» **Exercise set**
[A] Answer these questions about the Trevor Brazile profile, marking each answer to match its question.
(i) At what age did Brazile first rope off a horse?
(ii) In which two events did his father compete?
(iii) Which rodeo does he name as lacking team and steer roping?
[B] Extend the Trevor Brazile profile beyond its final sentence.

By March 2010Comments

Trevor Brazile
Photograph by Artie Limmer

NAME: Trevor Brazile | AGE: 33 | HOME: Decatur | QUALIFICATIONS: Seven-time all-around world champion in the Professional Rodeo Cowboys Association, an achievement shared only by bull rider Ty Murray / Competes in steer roping, tie-down roping, and team roping / First PRCA cowboy since 1983 to win the Triple Crown (three world titles in the same year) / First PRCA cowboy to cross the $3 million mark in career earnings / Competes this month at the Houston Livestock Show and Rodeo

• I first roped off a horse when I was four years old, and I’ve never looked back.

• Both my parents were in rodeo, so I grew up watching it. My dad was a steer roper and a calf roper. You want to get a good foundation when you’re young, before you develop bad habits.

• Before competing, I do research on the calf or steer I’ve drawn. What are his tendencies—does he run more than average? Does he go left or right? You’ve got to make the runs in your head. Then, when you’re in the box, you can let muscle memory and reaction take over.

• A horse makes or breaks you in this industry. Make sure you’ve got a good one under you.

• I’ve never known anything but doing two or three events at every rodeo. When I attend ones that don’t have team or steer roping, like the Calgary Stampede Rodeo, I don’t know what to do with the rest of my time.

• Rodeo is becoming so specialized that it’s harder now to win single events when you’re doing more than one. I tell you, I never thought I’d win the Triple Crown. It all seems unattainable, really—until it just happens.

» **Provided records**
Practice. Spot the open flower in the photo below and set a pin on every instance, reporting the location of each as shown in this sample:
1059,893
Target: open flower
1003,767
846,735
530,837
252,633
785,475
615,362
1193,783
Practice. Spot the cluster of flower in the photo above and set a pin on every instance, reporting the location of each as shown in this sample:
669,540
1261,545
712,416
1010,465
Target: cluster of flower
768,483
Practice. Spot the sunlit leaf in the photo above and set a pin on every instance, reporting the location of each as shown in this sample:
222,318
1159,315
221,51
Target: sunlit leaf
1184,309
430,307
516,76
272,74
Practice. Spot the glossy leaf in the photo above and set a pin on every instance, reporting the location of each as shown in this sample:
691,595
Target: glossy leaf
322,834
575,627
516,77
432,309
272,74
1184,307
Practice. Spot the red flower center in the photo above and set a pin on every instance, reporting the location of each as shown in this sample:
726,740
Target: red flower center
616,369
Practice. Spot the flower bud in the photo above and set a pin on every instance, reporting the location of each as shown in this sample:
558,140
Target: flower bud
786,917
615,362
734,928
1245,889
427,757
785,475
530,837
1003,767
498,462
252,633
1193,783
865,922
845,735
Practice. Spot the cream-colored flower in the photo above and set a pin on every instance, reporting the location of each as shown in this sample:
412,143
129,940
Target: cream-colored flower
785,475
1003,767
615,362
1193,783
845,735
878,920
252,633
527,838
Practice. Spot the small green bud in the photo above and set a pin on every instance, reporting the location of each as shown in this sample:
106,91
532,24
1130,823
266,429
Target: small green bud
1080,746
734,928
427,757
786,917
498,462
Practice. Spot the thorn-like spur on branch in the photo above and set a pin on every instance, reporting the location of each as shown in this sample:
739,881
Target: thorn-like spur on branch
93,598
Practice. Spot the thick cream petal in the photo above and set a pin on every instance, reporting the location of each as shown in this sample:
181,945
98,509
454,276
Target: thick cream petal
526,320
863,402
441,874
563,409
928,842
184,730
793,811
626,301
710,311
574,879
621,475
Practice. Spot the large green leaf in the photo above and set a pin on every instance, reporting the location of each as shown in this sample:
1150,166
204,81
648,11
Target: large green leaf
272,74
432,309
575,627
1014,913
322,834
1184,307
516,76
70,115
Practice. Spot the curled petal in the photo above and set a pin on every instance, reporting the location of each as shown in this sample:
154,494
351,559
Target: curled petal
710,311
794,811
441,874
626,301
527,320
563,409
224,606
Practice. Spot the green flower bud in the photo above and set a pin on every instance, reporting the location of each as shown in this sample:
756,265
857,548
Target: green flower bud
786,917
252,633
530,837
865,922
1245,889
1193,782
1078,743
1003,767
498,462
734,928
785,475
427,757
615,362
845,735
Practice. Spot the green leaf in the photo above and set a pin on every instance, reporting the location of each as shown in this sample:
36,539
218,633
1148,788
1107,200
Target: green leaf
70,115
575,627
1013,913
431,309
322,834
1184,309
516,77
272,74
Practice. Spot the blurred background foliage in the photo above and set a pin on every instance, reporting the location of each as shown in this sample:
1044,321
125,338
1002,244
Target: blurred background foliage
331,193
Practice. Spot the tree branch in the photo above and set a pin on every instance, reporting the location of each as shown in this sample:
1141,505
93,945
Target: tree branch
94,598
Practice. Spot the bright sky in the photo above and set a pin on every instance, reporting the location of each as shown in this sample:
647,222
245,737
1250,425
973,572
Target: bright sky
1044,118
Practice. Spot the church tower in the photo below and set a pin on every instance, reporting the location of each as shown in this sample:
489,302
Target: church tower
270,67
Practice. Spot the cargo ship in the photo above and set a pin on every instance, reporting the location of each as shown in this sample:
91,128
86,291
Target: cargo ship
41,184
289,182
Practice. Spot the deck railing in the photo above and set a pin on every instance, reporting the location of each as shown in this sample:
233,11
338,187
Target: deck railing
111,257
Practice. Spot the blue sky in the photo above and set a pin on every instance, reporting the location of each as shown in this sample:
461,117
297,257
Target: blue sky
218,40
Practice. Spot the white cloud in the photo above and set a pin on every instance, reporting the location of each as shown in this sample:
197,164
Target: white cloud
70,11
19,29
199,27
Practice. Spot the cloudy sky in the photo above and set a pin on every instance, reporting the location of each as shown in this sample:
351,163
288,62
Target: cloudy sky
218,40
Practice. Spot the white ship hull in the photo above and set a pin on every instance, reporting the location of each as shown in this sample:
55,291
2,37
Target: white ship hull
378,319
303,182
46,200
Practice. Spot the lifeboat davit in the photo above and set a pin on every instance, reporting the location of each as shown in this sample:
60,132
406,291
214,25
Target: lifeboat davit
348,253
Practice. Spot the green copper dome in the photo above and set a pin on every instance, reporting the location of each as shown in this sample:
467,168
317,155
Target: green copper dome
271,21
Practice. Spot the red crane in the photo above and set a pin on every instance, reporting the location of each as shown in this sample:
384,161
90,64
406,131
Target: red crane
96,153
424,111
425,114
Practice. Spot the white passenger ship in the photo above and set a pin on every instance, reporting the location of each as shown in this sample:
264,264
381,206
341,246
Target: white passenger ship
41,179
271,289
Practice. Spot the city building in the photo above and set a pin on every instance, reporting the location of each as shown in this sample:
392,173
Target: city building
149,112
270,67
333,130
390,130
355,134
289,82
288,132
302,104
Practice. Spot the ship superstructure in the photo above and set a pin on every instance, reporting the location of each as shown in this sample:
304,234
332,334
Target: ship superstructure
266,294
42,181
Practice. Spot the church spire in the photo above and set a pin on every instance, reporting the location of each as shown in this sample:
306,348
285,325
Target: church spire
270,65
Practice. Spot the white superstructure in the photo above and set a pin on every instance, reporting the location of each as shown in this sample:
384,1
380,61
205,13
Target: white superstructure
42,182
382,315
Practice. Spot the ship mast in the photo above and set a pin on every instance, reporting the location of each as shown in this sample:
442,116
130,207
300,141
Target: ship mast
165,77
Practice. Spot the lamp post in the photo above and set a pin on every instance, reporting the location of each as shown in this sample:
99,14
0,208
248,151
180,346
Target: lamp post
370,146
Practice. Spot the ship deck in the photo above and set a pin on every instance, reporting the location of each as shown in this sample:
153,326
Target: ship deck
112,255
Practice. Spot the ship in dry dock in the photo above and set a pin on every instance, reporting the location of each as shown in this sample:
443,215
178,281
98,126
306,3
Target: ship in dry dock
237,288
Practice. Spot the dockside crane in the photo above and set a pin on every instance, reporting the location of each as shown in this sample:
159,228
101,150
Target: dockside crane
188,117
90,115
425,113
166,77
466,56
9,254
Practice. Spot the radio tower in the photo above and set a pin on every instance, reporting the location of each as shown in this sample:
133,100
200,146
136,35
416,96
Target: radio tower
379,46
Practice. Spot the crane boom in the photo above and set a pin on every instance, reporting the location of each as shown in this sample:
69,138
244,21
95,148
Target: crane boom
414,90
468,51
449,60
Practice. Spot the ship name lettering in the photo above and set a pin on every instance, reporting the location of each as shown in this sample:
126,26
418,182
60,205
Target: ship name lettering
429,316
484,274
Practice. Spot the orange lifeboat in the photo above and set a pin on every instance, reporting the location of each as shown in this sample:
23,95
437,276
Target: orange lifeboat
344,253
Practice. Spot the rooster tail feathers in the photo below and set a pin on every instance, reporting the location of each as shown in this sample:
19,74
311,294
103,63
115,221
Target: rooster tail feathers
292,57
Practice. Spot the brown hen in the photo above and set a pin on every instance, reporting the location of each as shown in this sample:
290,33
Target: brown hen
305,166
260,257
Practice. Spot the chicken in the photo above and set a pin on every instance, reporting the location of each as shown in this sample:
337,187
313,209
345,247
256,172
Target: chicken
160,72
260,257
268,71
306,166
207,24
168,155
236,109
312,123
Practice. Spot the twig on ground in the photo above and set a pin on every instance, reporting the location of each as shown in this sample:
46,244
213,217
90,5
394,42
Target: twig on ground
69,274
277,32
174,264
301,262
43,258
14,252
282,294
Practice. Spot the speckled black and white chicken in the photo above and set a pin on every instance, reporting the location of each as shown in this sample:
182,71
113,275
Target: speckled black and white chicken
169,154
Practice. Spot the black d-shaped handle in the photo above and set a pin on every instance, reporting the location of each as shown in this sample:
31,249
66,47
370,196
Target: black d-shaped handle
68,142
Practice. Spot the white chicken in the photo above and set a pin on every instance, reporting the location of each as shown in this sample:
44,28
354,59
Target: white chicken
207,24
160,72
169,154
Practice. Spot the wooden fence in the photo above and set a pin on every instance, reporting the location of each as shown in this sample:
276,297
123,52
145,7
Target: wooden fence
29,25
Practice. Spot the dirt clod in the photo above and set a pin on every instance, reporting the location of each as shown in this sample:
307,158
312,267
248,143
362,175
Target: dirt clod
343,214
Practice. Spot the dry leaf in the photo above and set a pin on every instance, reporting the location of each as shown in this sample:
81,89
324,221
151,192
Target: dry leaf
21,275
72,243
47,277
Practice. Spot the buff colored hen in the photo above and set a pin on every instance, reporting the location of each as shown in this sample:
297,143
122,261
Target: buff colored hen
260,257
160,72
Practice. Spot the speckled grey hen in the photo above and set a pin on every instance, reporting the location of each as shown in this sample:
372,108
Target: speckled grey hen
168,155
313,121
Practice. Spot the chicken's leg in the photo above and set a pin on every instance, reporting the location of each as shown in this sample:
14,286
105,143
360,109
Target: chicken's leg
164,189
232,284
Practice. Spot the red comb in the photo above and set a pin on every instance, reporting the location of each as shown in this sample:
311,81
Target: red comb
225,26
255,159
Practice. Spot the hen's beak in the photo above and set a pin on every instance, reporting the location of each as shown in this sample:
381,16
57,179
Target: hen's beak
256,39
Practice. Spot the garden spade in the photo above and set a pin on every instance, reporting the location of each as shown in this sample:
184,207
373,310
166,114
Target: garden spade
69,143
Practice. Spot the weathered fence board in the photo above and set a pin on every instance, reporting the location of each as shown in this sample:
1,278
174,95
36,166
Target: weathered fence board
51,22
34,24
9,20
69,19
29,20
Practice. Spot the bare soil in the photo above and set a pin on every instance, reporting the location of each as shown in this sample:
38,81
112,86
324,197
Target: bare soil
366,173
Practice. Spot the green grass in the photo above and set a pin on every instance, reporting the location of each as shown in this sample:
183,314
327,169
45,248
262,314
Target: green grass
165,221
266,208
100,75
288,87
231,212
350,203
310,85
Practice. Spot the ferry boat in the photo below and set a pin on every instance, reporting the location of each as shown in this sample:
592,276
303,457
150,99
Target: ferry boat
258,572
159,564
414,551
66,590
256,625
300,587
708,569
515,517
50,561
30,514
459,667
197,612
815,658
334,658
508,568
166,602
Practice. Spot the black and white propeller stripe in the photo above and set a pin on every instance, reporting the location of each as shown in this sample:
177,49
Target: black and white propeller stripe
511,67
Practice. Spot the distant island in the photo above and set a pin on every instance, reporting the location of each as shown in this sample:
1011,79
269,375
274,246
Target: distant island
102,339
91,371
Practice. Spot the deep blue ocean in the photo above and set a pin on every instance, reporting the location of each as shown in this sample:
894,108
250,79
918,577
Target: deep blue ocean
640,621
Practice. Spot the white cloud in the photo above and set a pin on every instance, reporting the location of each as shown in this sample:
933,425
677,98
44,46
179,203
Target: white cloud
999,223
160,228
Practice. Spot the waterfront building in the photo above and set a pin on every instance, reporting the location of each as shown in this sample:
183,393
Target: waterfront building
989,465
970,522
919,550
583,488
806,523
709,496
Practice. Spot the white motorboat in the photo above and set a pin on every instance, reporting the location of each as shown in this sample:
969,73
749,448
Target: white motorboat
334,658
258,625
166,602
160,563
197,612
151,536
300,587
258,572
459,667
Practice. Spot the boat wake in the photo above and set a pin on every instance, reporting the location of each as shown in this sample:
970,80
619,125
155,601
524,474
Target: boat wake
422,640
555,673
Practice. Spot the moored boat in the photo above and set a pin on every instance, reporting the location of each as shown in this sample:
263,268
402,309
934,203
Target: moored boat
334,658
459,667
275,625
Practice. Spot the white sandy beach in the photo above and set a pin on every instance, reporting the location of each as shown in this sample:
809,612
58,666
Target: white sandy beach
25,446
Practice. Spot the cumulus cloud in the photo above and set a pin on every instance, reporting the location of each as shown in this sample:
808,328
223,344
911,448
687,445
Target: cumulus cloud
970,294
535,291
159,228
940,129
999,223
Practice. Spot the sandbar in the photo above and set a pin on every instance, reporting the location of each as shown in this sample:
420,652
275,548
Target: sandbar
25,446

» **The replies**
[A]
(i) Four years old.
(ii) Steer roping and calf roping.
(iii) The Calgary Stampede Rodeo.

[B]
• It’s hard to say how many hours you should practice, but if you’ve got time to play video games, I’d throw those out the window.

• Anybody who knows me knows I spend most of my time in the practice pen.

• The PRCA National Finals Rodeo, in December, is my favorite event because you rodeo all year to get there—we travel about 150 days annually for PRCA events, plus more for other ones—and because the money you win is your profit for the year. It costs a lot to rodeo: Before I had sponsors, if I won $500,000 in a year, say, I’d spend $250,000 of that on horses. Then there’s the travel and entry fees. All good cowboys aim to make it to finals so they can reinvest their winnings and be on top next year too.

• I’ll be in Canada for an event one week, then in Idaho for another event the next. The way I explain full-time cowboy life: Most people travel the country when they retire; I’m going to retire from traveling the country.

• I have a two-year-old son, Treston, and I don’t care if he ropes, but I do want him to grow up around this industry, with good morals and manners. That’s something rodeo has kept alive that a lot of other sports have lost.